-- Supplied text --
################
Every country in Europe should soon have a scheme under which workers continue to receive adequate replacement of their wages with the help of subsidies on the condition that permanent redundancies are avoided.

Governments didn’t put billions in the pockets of working-class people out of some innate goodness, but because trade unions made the case for this support and negotiated it with ministers and employers. 

This crisis has demonstrated to a new generation the value of trade unionism and firmly re-established our role in society as the number one force for fairness.

We must now ensure the clapping doesn’t quietly fade away without real reward for the people who have risked – and too often tragically lost – their lives. There must be a safe return to work for everyone, with better wages and conditions.

On a European level that means four things: an unprecedented recovery package for a more sustainable economic model and massive quality job creation, support for collective bargaining as the best way to achieve fair wages, long-promised equal pay legislation, and higher health and safety standards.
################
-- Dataset entries --
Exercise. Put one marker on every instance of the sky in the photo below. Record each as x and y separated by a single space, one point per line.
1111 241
################
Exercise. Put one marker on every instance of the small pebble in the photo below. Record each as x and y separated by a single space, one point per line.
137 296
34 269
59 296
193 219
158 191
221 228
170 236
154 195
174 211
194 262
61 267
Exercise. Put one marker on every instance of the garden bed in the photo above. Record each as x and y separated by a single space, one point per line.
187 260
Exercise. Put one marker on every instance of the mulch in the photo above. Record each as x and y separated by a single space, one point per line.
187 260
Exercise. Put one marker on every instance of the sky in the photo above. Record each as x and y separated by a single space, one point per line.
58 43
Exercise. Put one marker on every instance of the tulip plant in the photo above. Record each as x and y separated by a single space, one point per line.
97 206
################
-- What you need to do --
A. According to the trade union passage, why did governments put billions in the pockets of working-class people?
B. Extract the part of the trade union passage between "This crisis has" and "and safety standards.", inclusive.
C. Say whether each statement agrees with the trade union passage, answering yes or no and quoting the deciding words:
(i) At the European level, the passage calls for long-promised equal pay legislation.
(ii) The passage says governments supported working-class people out of innate goodness.
(iii) The passage lists five things that are needed at the European level.

-- Outputs in order --
A. Trade unions made the case for this support and negotiated it with ministers and employers.

B.
This crisis has demonstrated to a new generation the value of trade unionism and firmly re-established our role in society as the number one force for fairness.

We must now ensure the clapping doesn’t quietly fade away without real reward for the people who have risked – and too often tragically lost – their lives. There must be a safe return to work for everyone, with better wages and conditions.

On a European level that means four things: an unprecedented recovery package for a more sustainable economic model and massive quality job creation, support for collective bargaining as the best way to achieve fair wages, long-promised equal pay legislation, and higher health and safety standards.

C.
(i) Yes: "long-promised equal pay legislation"
(ii) No: "Governments didn’t put billions in the pockets of working-class people out of some innate goodness"
(iii) No: "On a European level that means four things"